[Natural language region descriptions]
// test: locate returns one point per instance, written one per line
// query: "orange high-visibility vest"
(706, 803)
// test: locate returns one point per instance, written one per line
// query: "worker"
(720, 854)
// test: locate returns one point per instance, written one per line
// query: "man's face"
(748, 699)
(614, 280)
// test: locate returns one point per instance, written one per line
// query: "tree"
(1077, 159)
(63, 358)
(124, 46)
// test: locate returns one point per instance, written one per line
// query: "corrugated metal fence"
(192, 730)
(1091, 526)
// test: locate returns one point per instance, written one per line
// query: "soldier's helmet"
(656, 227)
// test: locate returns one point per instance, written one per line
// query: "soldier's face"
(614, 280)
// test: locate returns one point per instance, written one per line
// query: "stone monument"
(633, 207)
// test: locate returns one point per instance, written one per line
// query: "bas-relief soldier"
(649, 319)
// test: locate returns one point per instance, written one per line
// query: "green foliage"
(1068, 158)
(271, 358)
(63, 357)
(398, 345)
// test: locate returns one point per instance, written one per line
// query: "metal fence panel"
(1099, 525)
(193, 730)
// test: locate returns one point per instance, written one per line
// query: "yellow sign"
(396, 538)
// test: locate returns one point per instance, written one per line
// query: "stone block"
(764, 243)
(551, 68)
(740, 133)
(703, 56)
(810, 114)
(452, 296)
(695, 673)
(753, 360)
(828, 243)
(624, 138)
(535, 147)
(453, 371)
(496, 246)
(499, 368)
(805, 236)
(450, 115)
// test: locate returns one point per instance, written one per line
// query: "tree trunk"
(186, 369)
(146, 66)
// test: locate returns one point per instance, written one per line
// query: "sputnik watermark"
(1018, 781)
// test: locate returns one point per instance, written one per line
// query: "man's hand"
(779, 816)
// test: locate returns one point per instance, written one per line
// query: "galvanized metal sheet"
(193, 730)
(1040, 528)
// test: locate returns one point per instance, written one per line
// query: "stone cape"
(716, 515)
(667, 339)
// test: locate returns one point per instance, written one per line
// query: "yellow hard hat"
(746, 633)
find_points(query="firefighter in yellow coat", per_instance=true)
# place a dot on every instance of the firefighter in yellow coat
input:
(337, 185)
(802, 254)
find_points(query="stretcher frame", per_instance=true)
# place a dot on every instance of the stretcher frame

» **Exercise**
Print out all of the data above word for word.

» **Task answer**
// test: locate returns one point per instance, written one per line
// query: "orange high-visibility vest"
(706, 803)
// test: locate returns one point per instance, written one per line
// query: "worker"
(720, 854)
// test: locate returns one point per instance, written one per line
// query: "man's face"
(748, 699)
(614, 280)
// test: locate returns one point per instance, written one per line
// query: "tree"
(1077, 159)
(63, 358)
(124, 46)
// test: locate returns one point per instance, written one per line
// query: "corrugated metal fence"
(192, 730)
(1091, 526)
// test: locate returns one point per instance, written one per line
// query: "soldier's helmet"
(656, 227)
// test: locate returns one point per instance, written one per line
// query: "soldier's face"
(614, 280)
// test: locate returns one point per instance, written one per line
// query: "stone monument"
(633, 207)
// test: locate returns one point per instance, written one per line
// query: "bas-relief soldier"
(649, 319)
// test: locate returns one point per instance, written one per line
// query: "green foliage"
(1068, 158)
(271, 358)
(63, 357)
(398, 345)
// test: locate returns one point per instance, written one per line
// query: "metal fence panel"
(1099, 525)
(193, 730)
// test: locate returns one point per instance, written one per line
// query: "yellow sign"
(396, 538)
// test: locate returns one point per instance, written one per line
// query: "stone block"
(764, 243)
(551, 68)
(740, 133)
(703, 56)
(810, 114)
(452, 296)
(695, 673)
(753, 360)
(828, 243)
(624, 138)
(535, 147)
(453, 371)
(496, 246)
(499, 368)
(805, 236)
(450, 115)
// test: locate returns one point per instance, written one per line
// query: "tree trunk"
(186, 369)
(146, 66)
// test: locate returns one point per instance, written one per line
// query: "sputnik watermark"
(1018, 781)
// test: locate returns one point per instance, written one per line
// query: "man's hand"
(779, 816)
// test: locate returns one point per instance, written one per line
// query: "galvanized metal sheet"
(193, 730)
(1040, 528)
// test: locate returns one point per instance, written one per line
// query: "stone cape"
(716, 515)
(667, 339)
// test: locate returns one point per instance, written one per line
// query: "yellow hard hat"
(746, 633)
find_points(query="firefighter in yellow coat", per_instance=true)
# place a dot on every instance of the firefighter in yellow coat
input:
(337, 185)
(802, 254)
find_points(query="stretcher frame", per_instance=true)
# place a dot on every instance of the stretcher frame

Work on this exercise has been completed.